On Automic and the passing of time (and also, possibly some inspiration on monitoring technique)

Discussion created by Carsten_Schmitz on Feb 26, 2018
I'm admittedly sometimes rather critical of some things the Automation Engine does. But this one, man, this convinces me that Automic is not only great but it manipulates the very fabric of time and space.

I have a monitoring job to check whether our agents are not only alive, but do process actual jobs. It runs every 15 minutes for our most vital 74 agents. Nagios picks up on any (repeat) failures.

Additionally, I have a cron job that, once a week, collects the performance data of any successful runs of this job from the Oracle database. I am specifically interrested in the time it takes between activation and start of the monitoring job - we found that this is a good indicator of actual agent performance:

select AH_OH_IDNR as OHID, AH_IDNR as Runid, AH_TIMESTAMP1 as Activation, AH_STATUS as Status, AH_HOSTDST as Destination, AH_TIMESTAMP2 as Launch, round((AH_TIMESTAMP2 - AH_TIMESTAMP1) * 24 * 60 * 60,0) as seconds_diff from AH where AH_OH_IDNR in (select OH_IDNR from GFD_IS_UC4_O_01.OH where OH_NAME like '%MY_MONITORING_JOBS_NAME%' AND OH_NAME NOT LIKE '%OLD.%' and OH_NAME not like 'JOBP%') AND AH_STATUS = 1900;

Occasionally, I break this down by server, take out the huge numbers (e.g. over the last eight months, there was one job that ran for 30 hours due to a file transfer bug), calculate the average "startup lag", i.e. the average lag between activation and start of this job, and make one of those newfangled, fancy-coloured Excel charts from it.

•••

Copy out the whole forum post above on Automic and the passing of time, word for word.

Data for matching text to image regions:
•••

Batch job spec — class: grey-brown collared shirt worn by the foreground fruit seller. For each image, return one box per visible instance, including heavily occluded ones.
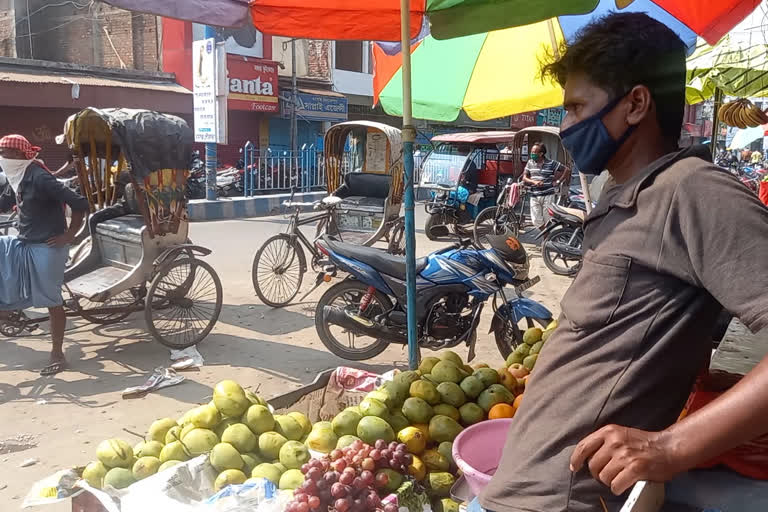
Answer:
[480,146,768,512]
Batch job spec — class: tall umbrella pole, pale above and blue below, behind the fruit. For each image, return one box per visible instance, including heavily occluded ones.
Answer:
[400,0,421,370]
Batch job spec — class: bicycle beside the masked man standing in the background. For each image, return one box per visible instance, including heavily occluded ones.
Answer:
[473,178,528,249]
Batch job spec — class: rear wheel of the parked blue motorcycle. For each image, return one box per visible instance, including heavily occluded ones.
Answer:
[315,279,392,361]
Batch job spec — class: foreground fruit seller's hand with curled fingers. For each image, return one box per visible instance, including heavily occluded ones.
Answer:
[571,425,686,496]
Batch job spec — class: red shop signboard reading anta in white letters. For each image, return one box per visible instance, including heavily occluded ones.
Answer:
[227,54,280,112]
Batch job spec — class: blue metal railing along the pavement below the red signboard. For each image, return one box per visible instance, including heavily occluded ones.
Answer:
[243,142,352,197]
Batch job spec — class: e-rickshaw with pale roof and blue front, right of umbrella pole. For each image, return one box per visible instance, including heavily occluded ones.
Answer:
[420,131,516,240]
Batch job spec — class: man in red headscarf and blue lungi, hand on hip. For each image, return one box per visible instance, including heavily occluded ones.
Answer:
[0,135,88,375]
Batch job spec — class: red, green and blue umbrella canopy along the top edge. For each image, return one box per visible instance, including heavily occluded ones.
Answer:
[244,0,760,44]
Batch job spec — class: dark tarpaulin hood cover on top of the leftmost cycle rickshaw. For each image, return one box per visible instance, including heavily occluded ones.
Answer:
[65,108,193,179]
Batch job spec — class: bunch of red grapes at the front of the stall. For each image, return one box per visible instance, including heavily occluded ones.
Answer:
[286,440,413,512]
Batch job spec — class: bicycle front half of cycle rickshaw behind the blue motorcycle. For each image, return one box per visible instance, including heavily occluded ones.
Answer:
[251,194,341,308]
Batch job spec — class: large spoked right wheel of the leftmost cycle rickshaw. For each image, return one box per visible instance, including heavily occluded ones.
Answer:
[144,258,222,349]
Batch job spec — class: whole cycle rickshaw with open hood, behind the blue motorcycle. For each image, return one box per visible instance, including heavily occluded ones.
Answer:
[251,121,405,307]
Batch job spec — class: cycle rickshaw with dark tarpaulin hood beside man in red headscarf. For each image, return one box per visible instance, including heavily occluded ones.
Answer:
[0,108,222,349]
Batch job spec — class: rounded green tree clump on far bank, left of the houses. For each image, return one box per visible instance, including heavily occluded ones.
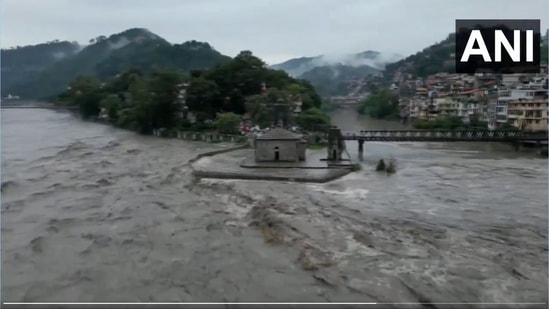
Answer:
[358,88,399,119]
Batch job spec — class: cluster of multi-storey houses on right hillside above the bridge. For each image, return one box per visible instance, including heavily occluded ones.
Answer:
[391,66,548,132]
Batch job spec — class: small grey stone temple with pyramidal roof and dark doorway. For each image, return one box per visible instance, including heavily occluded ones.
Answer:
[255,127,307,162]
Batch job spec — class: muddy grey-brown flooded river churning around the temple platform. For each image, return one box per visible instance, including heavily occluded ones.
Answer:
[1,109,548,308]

•••

(Response area):
On Automic and the passing of time (and also, possibly some inspiration on monitoring technique)

Discussion created by Carsten_Schmitz on Feb 26, 2018
I'm admittedly sometimes rather critical of some things the Automation Engine does. But this one, man, this convinces me that Automic is not only great but it manipulates the very fabric of time and space.

I have a monitoring job to check whether our agents are not only alive, but do process actual jobs. It runs every 15 minutes for our most vital 74 agents. Nagios picks up on any (repeat) failures.

Additionally, I have a cron job that, once a week, collects the performance data of any successful runs of this job from the Oracle database. I am specifically interrested in the time it takes between activation and start of the monitoring job - we found that this is a good indicator of actual agent performance:

select AH_OH_IDNR as OHID, AH_IDNR as Runid, AH_TIMESTAMP1 as Activation, AH_STATUS as Status, AH_HOSTDST as Destination, AH_TIMESTAMP2 as Launch, round((AH_TIMESTAMP2 - AH_TIMESTAMP1) * 24 * 60 * 60,0) as seconds_diff from AH where AH_OH_IDNR in (select OH_IDNR from GFD_IS_UC4_O_01.OH where OH_NAME like '%MY_MONITORING_JOBS_NAME%' AND OH_NAME NOT LIKE '%OLD.%' and OH_NAME not like 'JOBP%') AND AH_STATUS = 1900;

Occasionally, I break this down by server, take out the huge numbers (e.g. over the last eight months, there was one job that ran for 30 hours due to a file transfer bug), calculate the average "startup lag", i.e. the average lag between activation and start of this job, and make one of those newfangled, fancy-coloured Excel charts from it.